= DATASET EXCERPTS =

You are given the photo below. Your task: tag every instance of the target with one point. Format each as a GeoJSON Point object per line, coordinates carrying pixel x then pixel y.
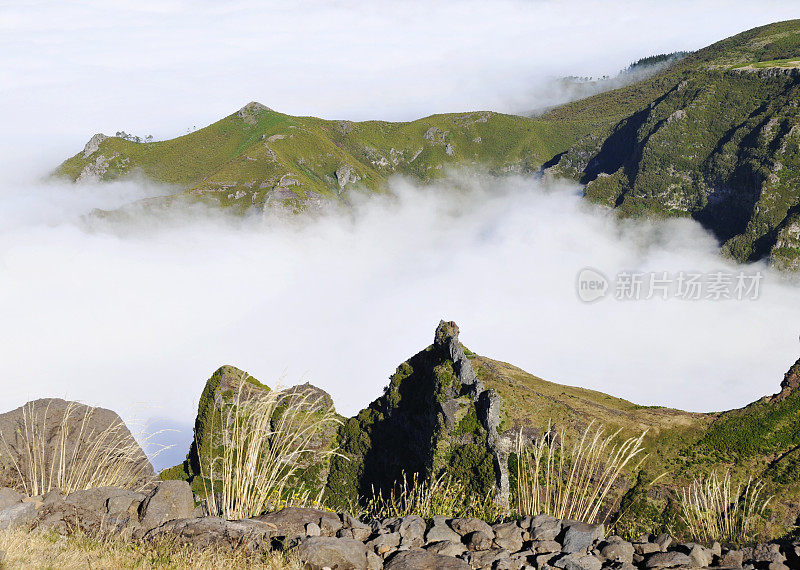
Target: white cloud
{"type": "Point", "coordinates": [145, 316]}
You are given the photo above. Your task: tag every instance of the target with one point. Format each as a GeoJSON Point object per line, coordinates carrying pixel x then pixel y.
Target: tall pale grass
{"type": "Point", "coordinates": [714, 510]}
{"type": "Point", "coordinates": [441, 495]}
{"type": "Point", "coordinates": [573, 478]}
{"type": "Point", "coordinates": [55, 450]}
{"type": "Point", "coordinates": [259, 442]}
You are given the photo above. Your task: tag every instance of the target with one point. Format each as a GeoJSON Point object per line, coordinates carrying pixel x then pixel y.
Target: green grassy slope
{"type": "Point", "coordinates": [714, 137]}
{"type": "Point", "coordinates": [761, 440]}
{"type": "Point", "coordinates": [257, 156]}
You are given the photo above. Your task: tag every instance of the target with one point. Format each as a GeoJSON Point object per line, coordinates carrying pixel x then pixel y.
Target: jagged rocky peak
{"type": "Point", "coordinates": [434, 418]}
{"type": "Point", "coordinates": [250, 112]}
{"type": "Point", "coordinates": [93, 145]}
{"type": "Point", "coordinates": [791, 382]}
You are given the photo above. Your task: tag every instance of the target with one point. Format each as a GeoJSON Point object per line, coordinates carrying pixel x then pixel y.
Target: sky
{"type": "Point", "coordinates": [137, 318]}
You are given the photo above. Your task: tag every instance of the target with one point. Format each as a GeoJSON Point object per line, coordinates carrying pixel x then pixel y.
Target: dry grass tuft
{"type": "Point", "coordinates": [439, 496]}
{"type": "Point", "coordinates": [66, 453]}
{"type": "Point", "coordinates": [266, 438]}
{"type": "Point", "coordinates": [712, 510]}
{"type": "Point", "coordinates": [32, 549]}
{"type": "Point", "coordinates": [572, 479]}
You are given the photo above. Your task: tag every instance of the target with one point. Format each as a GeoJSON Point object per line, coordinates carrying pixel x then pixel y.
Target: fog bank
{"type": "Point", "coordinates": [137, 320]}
---
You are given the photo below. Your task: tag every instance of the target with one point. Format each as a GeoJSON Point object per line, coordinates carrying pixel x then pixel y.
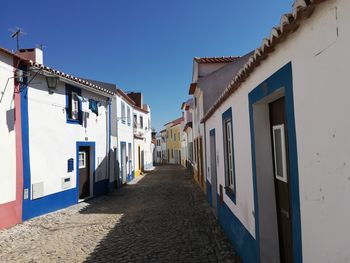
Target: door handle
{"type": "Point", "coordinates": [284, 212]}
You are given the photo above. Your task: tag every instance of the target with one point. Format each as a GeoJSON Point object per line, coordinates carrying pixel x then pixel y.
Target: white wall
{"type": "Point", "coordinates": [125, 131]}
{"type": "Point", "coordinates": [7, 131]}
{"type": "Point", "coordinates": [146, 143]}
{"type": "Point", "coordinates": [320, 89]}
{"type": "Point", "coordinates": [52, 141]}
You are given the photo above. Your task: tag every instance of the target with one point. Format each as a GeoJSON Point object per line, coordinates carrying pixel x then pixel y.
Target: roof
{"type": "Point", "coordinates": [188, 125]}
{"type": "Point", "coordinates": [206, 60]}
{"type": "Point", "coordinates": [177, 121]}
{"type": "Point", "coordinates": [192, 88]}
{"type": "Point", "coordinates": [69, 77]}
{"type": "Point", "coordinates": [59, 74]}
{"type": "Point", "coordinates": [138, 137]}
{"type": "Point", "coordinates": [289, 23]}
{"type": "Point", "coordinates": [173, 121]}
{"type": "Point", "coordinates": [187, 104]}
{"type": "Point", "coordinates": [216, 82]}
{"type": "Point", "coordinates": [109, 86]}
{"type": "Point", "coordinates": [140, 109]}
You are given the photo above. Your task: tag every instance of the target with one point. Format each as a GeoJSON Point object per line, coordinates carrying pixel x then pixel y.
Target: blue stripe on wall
* * *
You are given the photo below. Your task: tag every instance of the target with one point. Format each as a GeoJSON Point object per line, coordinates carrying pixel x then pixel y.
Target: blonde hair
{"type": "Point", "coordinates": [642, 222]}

= EXERCISE BRIEF =
For the listing above, print only the lines starting at the line containing "Target: roof" and ending at the line containing "Target: blue stripe on wall", exactly, both included.

= EXERCISE OUTPUT =
Target: roof
{"type": "Point", "coordinates": [188, 125]}
{"type": "Point", "coordinates": [206, 60]}
{"type": "Point", "coordinates": [177, 121]}
{"type": "Point", "coordinates": [192, 88]}
{"type": "Point", "coordinates": [69, 77]}
{"type": "Point", "coordinates": [59, 74]}
{"type": "Point", "coordinates": [138, 137]}
{"type": "Point", "coordinates": [289, 23]}
{"type": "Point", "coordinates": [173, 121]}
{"type": "Point", "coordinates": [187, 104]}
{"type": "Point", "coordinates": [216, 82]}
{"type": "Point", "coordinates": [109, 86]}
{"type": "Point", "coordinates": [140, 109]}
You are given the photo above. Your task: tag every instance of the target with one point. Format each as a GeoJSON Point object per line, coordinates carrying pixel x then pixel y.
Target: blue stripe on wall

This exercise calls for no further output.